Excerpted data:

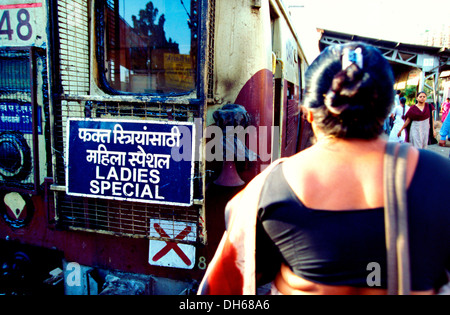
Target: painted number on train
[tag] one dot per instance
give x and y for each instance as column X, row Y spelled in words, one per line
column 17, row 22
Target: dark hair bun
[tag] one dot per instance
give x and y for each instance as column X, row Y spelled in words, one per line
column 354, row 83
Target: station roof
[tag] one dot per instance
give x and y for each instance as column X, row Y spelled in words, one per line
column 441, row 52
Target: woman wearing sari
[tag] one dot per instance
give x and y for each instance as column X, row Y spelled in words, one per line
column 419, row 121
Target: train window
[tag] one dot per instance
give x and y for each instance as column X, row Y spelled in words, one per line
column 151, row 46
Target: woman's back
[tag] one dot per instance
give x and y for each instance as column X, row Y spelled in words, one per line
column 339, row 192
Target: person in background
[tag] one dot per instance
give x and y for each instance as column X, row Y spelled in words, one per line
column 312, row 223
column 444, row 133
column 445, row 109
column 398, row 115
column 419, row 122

* * *

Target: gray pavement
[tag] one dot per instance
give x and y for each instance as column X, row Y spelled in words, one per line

==

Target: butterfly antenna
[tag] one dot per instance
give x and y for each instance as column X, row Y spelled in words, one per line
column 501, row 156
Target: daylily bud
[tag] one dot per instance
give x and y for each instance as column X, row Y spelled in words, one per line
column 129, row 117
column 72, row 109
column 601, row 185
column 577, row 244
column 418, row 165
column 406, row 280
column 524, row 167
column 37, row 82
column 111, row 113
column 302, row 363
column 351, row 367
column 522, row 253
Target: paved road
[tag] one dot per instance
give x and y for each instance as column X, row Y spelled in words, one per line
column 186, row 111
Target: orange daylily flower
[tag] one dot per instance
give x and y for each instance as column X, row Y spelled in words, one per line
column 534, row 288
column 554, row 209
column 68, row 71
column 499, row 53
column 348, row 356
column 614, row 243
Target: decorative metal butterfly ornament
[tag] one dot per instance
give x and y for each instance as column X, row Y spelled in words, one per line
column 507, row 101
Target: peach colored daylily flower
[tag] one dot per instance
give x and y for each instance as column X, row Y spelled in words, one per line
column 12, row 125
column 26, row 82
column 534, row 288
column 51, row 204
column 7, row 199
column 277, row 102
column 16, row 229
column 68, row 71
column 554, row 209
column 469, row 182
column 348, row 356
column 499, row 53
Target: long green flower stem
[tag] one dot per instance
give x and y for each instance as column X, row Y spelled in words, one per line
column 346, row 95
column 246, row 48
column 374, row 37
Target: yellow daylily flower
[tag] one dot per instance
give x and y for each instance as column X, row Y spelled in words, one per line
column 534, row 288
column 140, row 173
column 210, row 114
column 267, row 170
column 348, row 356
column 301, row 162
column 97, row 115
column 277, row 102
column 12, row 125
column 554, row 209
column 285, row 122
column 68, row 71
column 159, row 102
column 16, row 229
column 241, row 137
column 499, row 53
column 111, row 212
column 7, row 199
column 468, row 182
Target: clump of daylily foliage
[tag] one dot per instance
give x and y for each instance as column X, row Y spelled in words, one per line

Your goal: Copy all lines above containing the string "daylily".

Written answer:
Target: daylily bud
Target: orange daylily flower
Target: peach colored daylily flower
Target: yellow daylily flower
Target: clump of daylily foliage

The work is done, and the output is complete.